>> begin

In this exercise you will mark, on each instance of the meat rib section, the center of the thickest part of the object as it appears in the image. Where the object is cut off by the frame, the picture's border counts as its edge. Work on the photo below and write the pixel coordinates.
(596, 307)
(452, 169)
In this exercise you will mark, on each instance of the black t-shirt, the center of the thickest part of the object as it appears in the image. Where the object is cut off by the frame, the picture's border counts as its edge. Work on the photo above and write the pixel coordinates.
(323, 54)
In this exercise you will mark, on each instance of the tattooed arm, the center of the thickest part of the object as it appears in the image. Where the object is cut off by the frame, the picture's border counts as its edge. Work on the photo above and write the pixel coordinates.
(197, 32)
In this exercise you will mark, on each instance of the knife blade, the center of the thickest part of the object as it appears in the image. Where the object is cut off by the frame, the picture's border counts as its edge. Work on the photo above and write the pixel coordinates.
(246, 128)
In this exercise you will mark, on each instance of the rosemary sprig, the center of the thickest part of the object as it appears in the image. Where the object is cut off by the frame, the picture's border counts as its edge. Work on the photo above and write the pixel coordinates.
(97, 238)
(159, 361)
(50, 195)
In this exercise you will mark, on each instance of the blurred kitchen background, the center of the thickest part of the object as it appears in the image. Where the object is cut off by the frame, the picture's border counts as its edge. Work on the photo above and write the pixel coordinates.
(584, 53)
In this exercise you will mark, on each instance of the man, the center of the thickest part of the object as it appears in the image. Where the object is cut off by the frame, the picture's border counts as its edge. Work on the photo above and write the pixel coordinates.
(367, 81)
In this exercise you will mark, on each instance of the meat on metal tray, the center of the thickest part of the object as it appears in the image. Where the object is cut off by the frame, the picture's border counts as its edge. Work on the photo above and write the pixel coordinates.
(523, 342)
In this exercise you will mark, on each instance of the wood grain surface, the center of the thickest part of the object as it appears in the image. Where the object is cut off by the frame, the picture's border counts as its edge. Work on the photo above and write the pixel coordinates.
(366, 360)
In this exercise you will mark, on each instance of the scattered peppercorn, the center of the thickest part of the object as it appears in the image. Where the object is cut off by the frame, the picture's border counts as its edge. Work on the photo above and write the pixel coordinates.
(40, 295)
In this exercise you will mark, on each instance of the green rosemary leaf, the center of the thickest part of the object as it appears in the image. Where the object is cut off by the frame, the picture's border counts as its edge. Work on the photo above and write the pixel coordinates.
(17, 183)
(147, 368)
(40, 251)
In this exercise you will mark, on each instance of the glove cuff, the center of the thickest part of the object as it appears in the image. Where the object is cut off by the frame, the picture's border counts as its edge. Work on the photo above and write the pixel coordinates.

>> end

TASK DIRECTIONS ▸ From the line holding "of the green" down to the final line above, quote every line exactly and only those lines.

RESULT FOR THIS TASK ▸
In this exercise you will mark, on each instance of the green rosemary leaf, the center of the thickest part of the object as it appears in the image. Where the object is cut off by the frame, the picture's border counts as its edge. Work on the photo above and write the pixel coordinates.
(17, 183)
(147, 368)
(40, 251)
In this exercise you will mark, on each instance of the glove cuff, the center of the thickest part of the object as it appears in the image. Where the object is cut off by the frame, the picture's border counts as its edge. Work on the photo above and write the pixel coordinates.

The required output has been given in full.